## [TASK GOAL]
Extract every line in the rows below that contains the string "noun", matching case exactly.

* Start SOURCE DATA *

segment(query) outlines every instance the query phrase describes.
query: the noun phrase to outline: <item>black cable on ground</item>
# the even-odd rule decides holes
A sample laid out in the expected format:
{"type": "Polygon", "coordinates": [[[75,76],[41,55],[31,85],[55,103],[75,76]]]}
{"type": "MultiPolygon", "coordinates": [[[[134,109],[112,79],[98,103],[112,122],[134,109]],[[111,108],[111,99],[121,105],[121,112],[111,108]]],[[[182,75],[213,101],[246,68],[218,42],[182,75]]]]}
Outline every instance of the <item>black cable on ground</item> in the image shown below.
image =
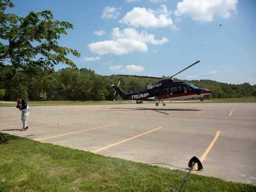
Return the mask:
{"type": "MultiPolygon", "coordinates": [[[[187,168],[179,167],[176,167],[175,166],[174,166],[173,165],[170,165],[169,164],[164,163],[145,163],[145,164],[162,164],[162,165],[169,165],[169,166],[174,167],[174,168],[177,168],[177,169],[185,169],[185,170],[188,170],[187,168]]],[[[197,170],[196,169],[192,169],[192,171],[197,171],[198,170],[197,170]]]]}

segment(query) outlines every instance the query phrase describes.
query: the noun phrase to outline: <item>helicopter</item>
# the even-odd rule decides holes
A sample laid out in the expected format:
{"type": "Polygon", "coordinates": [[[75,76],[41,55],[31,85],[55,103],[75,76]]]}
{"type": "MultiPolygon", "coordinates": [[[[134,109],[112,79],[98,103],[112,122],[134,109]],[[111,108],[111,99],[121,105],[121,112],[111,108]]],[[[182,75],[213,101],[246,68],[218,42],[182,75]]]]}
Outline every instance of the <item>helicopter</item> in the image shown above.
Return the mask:
{"type": "MultiPolygon", "coordinates": [[[[197,61],[184,69],[172,76],[166,77],[157,77],[149,76],[140,76],[128,75],[117,75],[121,76],[134,76],[142,78],[151,78],[159,79],[157,83],[147,86],[147,90],[140,92],[136,92],[125,94],[119,88],[120,81],[118,85],[112,85],[116,91],[114,96],[117,92],[123,100],[145,101],[155,101],[155,105],[158,106],[158,103],[162,102],[163,105],[165,106],[165,101],[182,100],[191,98],[200,98],[203,101],[204,97],[210,94],[212,91],[210,89],[199,87],[189,83],[183,82],[176,82],[173,77],[182,71],[191,67],[200,62],[197,61]],[[160,80],[162,79],[162,80],[160,80]]],[[[212,75],[200,75],[187,77],[195,77],[201,76],[208,76],[212,75]]]]}

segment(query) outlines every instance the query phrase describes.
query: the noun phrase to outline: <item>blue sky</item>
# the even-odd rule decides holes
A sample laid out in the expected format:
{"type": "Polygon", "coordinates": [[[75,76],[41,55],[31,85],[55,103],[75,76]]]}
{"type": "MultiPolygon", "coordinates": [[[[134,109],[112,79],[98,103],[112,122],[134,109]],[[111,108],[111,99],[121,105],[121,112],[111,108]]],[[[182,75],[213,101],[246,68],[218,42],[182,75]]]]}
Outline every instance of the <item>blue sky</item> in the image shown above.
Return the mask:
{"type": "Polygon", "coordinates": [[[256,84],[255,0],[13,2],[7,12],[25,16],[49,10],[55,19],[73,24],[59,44],[81,54],[69,56],[79,68],[161,76],[200,60],[178,76],[215,74],[207,79],[256,84]]]}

* End SOURCE DATA *

## [TASK RESULT]
query: the noun phrase to outline: <item>black cable on ground</item>
query: the noun phrase to outline: <item>helicopter</item>
query: the noun phrase to outline: <item>blue sky</item>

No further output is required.